Please extend the court opinion on R.C. Wynn's bankruptcy appeal, starting right after its last sentence about Stanley Well Service, Lynco Tank Corp., and RMC Drilling.

— Start of Quoted passage —

889 F.2d 644
22 C.B.C. 157, 19 Bankr.Ct.Dec. 1841,
Bankr. L. Rep. P 73,186
In the Matter of R.C. WYNN, Debtor.
R.C. WYNN, Appellant-Cross-Appellee,
Eric ERIKSSON, Christopher F. McGratty and CMW Investment
Group, Inc., Appellees,
Halliburton Company, Appellee-Cross-Appellant.
United States Court of Appeals,
Dec. 8, 1989.
Rehearing Denied Feb. 2, 1990.
Pat S. Holloway, Austin, Tex., for appellant-cross-appellee.
R.C. Wynn, Dallas, Tex., pro se.
John A. Gilliam, Howard W. Walker, Dallas, Tex., for appellees.
Thomas G. Schroeter, Mayor, Day & Caldwell, Houston, Tex., for amicus curiae, Seattle-First Nat. Bank.
Appeals from the United States District Court for the Northern District of Texas.
Before CLARK, Chief Judge, GEE, and SMITH, Circuit Judges:
GEE, Circuit Judge:
In today's appeal we decide a plethora of issues raised by a defendant faced with a Chapter 7 involuntary bankruptcy proceeding. After careful consideration, we conclude that most of them are entirely without merit and none requires reversal.
The bankruptcy proceeding arises out of an unsuccessful oil-drilling venture. During 1983 and 1984, Wynn drilled approximately eighteen wells. Eriksson, McGratty, and CMW invested in the venture and were assigned working interests in the wells.
Eriksson and McGratty now assert that through January 1, 1985, Wynn wrongfully failed to disperse any of the wells' proceeds to them, instead depositing these revenues in his personal bank account. CMW claims that it received only a partial payment on its percentage interest, and then only after pressuring Wynn for an accounting. The three creditors also contend that Wynn retains an amount of advanced and unexhausted predrilling expenses, agreed at the start of the venture to be returned. McGratty separately claims that Wynn failed to honor a $82,277.65 promissory note, which was executed to serve as security for his investment. Halliburton Company provided to Wynn's corporation, styled the AAA Operating Company, goods and services valued at more than $2,000,000. Stanley Well Service, Lynco Tank Corp., and RMC Drilling also provided goods and services to AAA.

— End of Quoted passage —
— Start of Extracted material —

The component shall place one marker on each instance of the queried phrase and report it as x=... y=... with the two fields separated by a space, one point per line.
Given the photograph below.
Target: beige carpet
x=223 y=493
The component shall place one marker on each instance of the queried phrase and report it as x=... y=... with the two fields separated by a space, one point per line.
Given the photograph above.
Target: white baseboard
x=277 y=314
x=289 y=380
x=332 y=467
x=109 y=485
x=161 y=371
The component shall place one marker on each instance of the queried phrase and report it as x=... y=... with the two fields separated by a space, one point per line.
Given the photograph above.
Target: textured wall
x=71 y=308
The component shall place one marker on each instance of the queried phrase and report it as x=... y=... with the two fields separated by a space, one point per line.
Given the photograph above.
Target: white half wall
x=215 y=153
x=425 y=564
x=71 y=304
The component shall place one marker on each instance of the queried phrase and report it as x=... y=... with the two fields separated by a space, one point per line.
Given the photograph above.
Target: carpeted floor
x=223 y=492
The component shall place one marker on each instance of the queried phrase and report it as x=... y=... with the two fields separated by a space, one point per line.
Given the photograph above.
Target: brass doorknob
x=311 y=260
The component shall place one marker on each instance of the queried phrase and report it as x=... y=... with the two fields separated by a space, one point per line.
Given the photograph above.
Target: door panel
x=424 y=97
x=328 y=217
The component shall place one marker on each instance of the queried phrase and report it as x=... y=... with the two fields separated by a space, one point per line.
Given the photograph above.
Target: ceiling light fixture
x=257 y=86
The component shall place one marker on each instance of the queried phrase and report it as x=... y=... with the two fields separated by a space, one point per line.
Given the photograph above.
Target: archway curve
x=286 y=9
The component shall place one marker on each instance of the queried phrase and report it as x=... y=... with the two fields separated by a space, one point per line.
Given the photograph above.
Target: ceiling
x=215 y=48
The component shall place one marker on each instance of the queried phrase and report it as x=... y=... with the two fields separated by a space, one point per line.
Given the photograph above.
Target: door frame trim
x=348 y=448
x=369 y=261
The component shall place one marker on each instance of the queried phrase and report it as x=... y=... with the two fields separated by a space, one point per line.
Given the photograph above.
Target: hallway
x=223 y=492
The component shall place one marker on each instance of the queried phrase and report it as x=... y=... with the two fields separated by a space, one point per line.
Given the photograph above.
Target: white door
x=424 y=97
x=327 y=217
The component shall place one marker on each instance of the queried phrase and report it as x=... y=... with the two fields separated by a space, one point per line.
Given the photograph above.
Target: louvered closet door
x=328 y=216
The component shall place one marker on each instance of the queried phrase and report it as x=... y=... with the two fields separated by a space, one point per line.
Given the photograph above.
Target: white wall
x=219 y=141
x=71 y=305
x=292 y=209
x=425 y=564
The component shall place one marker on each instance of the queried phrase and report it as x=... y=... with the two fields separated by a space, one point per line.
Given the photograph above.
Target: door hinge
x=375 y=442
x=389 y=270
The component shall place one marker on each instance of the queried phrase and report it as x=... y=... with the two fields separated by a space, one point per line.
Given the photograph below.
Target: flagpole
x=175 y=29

— End of Extracted material —

#### Final answer:
In July of 1985, Wynn's creditors filed an involuntary Chapter 7 dissolution petition. In August of 1987, the court granted the creditors relief. Over Wynn's objections, Wynn's attorney then petitioned the bankruptcy court to withdraw from his representation. The court granted the attorney's motion and Wynn has since acted pro se.
In granting Chapter 7 relief, the bankruptcy court found, pursuant to section 303 of the Bankruptcy Code, that the claims of at least 3 creditors (Eriksson, McGratty, and CMW) were not contingent as to liability or subject to a bona fide dispute; that the aggregate value of these three creditors' claims exceeded the liens against Wynn's property by over $5,000; that over 12 unsecured creditors existed; that the debtor was not generally paying his creditors as his debts became due; that substantial amounts were past due; and that the creditors had acted in good faith. The bankruptcy court also determined, however, that the trade creditors' (Halliburton, Stanley, Lynco and RMC) claims against Wynn, while not contingent, were subject to a bona fide dispute. This being so, these creditors individually had no standing to compel an involuntary dissolution.
Wynn argued before the district court that the bankruptcy judge violated Bankruptcy Rule 1013(a), which mandates timely orders for relief. He also asserted that the bankruptcy judge erred in allowing Wynn's counsel to withdraw from the case, forcing him to proceed pro se through the district court; that the judge coerced Wynn's attorney to accept the order for relief during a "settlement conference"; and that Wynn was excluded from the conference, although his attorney was present.
The district court affirmed the bankruptcy court in all of its findings of fact and conclusions of law. Rejecting Wynn's 1013(a) argument, the district court placed much of the blame for delay on Wynn and his discovery tactics. It also rejected, as unsupported by the record, Wynn's accusation that the bankruptcy judge had coerced Wynn's attorney into allowing the order of relief "against his clients best interests."
On petition for rehearing before the district court, Wynn argued for the first time that he was denied his seventh amendment right to a jury trial. The district court declined to consider the newly raised constitutional issue and denied a rehearing.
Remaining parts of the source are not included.